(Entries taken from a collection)
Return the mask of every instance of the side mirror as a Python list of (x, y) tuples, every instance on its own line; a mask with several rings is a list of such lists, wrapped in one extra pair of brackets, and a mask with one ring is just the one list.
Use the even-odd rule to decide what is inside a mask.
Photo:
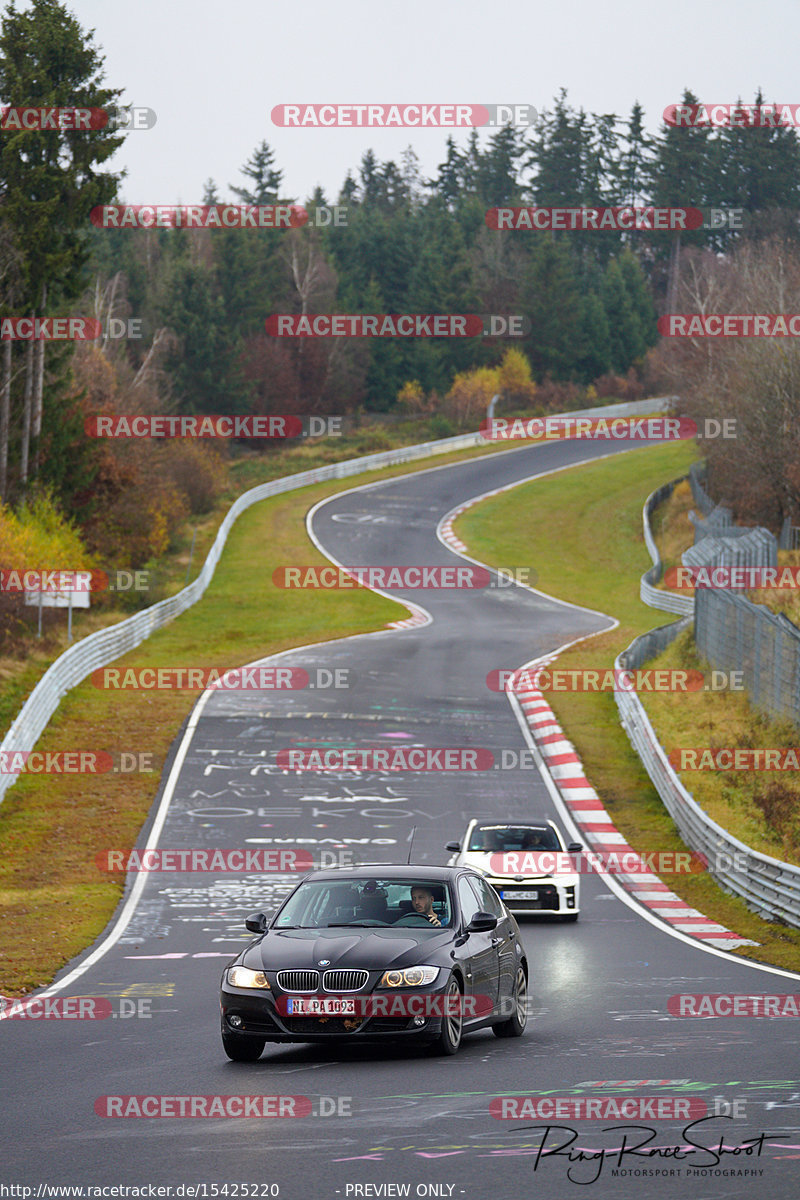
[(494, 913), (477, 912), (467, 926), (467, 933), (488, 933), (497, 928), (497, 917)]
[(454, 854), (457, 854), (460, 849), (461, 842), (448, 842), (445, 846), (445, 850), (452, 850)]
[(251, 913), (249, 917), (245, 918), (244, 927), (251, 933), (266, 933), (271, 915), (271, 913), (263, 912)]
[(583, 849), (583, 842), (570, 842), (567, 846), (567, 854), (580, 854)]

— PROBLEM DESCRIPTION —
Before you finish, make sure every line above has been repeated exactly and no picture remains in the copy.

— TASK ANSWER —
Return the mask of every instance of the side mirror as a Python list of (x, y) tuples, every instance on its own line; a mask with several rings is a list of such lists, wrapped in one extra pair of brackets, and a mask with one ring is just the one list.
Use the even-odd rule to decide what is inside a mask.
Photo:
[(494, 913), (477, 912), (467, 926), (467, 933), (488, 933), (497, 928), (497, 917)]
[(454, 854), (457, 854), (460, 849), (461, 842), (448, 842), (445, 846), (445, 850), (452, 850)]
[(251, 913), (249, 917), (245, 918), (244, 927), (251, 933), (266, 933), (271, 915), (271, 913), (263, 912)]
[(583, 849), (583, 842), (570, 842), (567, 846), (567, 854), (580, 854)]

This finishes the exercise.